(Dataset entries)
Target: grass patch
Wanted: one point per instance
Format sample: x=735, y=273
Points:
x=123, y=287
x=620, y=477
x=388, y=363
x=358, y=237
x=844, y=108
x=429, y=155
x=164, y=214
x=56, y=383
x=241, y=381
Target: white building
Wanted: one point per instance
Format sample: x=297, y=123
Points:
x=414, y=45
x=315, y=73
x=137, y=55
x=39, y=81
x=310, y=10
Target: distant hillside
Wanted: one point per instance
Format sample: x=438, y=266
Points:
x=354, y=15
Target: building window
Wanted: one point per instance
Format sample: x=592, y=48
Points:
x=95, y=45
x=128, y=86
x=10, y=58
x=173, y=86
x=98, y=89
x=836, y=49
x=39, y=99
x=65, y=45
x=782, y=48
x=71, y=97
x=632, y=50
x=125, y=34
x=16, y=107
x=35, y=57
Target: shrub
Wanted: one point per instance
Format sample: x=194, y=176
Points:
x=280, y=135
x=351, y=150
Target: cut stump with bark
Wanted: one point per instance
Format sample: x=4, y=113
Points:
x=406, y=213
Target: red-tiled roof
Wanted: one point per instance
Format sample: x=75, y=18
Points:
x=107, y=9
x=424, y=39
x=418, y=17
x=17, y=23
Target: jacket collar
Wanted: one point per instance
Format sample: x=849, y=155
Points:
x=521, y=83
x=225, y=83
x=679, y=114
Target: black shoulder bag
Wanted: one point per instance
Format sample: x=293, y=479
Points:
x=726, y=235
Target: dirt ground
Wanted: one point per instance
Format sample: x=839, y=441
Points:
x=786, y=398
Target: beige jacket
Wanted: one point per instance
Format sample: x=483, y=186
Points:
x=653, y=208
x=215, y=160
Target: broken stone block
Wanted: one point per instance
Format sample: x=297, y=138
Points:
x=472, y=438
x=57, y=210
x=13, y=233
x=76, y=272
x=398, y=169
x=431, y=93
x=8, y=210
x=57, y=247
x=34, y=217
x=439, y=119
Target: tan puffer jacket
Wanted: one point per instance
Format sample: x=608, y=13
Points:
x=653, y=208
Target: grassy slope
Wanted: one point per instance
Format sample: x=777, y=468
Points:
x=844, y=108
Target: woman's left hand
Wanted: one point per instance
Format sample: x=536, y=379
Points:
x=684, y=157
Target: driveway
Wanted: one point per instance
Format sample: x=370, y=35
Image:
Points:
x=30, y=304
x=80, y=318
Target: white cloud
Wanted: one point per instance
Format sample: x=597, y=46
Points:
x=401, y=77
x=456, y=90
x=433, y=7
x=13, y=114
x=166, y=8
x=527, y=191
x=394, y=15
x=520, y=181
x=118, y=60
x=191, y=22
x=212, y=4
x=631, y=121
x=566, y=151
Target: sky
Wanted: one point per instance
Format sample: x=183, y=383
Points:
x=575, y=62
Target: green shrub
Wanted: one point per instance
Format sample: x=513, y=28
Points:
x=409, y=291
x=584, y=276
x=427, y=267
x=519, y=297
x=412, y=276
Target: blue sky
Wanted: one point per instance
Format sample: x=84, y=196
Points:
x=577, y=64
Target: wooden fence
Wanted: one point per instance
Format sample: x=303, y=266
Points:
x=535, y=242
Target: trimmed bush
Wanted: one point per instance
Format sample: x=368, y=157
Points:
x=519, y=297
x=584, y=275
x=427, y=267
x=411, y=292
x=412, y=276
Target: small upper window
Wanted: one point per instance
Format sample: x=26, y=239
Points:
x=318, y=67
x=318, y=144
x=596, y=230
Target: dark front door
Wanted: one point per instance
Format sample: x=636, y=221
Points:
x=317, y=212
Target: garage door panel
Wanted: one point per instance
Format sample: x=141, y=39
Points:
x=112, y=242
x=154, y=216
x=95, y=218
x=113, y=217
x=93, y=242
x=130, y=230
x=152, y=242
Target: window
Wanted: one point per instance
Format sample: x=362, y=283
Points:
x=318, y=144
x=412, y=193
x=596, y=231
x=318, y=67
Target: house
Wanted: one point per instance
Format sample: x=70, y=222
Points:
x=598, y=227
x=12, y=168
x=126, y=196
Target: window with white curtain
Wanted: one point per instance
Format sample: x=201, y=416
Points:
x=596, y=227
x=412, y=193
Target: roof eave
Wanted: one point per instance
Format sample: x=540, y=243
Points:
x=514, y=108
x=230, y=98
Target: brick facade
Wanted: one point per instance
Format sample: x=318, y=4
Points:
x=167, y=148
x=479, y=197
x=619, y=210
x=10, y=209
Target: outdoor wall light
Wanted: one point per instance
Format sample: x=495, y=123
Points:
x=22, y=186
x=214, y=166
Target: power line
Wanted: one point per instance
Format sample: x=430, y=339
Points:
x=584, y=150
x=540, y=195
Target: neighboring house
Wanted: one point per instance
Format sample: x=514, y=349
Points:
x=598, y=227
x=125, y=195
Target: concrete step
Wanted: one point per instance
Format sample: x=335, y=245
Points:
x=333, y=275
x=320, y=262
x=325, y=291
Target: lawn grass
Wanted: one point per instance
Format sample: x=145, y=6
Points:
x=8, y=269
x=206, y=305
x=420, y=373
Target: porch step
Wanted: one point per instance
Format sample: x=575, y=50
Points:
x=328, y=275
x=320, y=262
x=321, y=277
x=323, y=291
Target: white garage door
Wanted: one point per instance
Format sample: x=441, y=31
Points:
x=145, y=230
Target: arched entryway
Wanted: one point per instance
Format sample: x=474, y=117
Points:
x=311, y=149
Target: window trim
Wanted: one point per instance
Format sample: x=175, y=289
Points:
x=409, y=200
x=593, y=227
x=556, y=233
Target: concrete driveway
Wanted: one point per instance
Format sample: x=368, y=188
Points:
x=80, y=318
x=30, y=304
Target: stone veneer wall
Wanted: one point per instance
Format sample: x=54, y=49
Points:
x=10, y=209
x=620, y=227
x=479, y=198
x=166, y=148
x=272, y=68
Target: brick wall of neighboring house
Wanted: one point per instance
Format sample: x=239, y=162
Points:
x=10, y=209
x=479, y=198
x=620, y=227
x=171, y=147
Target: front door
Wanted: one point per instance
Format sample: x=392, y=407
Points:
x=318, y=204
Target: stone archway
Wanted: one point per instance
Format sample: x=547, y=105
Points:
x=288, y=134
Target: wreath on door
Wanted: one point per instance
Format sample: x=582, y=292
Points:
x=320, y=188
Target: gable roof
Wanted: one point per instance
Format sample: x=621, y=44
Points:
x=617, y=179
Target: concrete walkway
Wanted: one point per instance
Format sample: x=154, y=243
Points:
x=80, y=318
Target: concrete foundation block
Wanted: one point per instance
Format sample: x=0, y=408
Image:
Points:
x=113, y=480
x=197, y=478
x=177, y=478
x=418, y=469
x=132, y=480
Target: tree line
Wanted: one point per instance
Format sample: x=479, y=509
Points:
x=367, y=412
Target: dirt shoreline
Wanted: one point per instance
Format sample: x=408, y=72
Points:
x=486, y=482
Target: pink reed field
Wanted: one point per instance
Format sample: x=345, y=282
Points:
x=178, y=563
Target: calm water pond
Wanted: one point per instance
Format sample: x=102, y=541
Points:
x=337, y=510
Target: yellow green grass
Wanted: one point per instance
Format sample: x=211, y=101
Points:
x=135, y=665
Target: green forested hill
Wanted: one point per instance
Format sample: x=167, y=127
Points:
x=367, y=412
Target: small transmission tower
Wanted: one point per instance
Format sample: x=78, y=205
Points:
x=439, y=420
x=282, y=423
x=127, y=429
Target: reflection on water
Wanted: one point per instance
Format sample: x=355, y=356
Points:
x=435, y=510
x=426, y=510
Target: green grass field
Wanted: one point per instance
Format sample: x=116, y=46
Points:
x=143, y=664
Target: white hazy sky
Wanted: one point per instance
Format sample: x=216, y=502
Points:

• Exercise
Check each line of the data for "window". Copy the lines where it turns up.

• Response
Target: building window
Target: small upper window
Target: window
Target: window with white curtain
Target: window trim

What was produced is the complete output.